Provided records section start

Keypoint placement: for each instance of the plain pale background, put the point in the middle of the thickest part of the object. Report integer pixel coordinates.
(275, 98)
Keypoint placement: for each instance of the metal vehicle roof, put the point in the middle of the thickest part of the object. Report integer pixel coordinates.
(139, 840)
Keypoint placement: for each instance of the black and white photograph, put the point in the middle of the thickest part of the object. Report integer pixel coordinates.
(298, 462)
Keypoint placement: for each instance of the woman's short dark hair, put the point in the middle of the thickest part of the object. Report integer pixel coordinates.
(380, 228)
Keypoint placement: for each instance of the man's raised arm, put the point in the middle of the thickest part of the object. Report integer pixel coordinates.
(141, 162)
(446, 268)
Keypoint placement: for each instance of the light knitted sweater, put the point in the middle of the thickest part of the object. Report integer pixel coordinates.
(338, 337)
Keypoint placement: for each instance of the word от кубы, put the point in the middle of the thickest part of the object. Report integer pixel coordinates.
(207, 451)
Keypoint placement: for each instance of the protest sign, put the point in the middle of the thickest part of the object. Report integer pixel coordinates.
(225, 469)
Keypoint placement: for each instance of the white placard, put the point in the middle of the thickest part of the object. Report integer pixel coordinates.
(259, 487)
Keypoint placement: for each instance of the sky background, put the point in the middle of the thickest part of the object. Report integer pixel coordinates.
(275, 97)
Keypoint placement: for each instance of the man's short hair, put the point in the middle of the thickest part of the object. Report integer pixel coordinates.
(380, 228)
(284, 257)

Provided records section end

• [Exercise description] All lines from the one containing "Keypoint placement: for each instance of the sky" through the last line of the data, both included, are to be retyped exactly, and no other line belongs in the answer.

• [Exercise response]
Keypoint placement: for each instance of the sky background, put the point in the middle of the thickest part of the object. Report integer pixel coordinates.
(275, 97)
Keypoint placement: for each instance of the man's short hair, put the point in the middle of the thickest part of the object. Report integer pixel coordinates.
(380, 228)
(284, 257)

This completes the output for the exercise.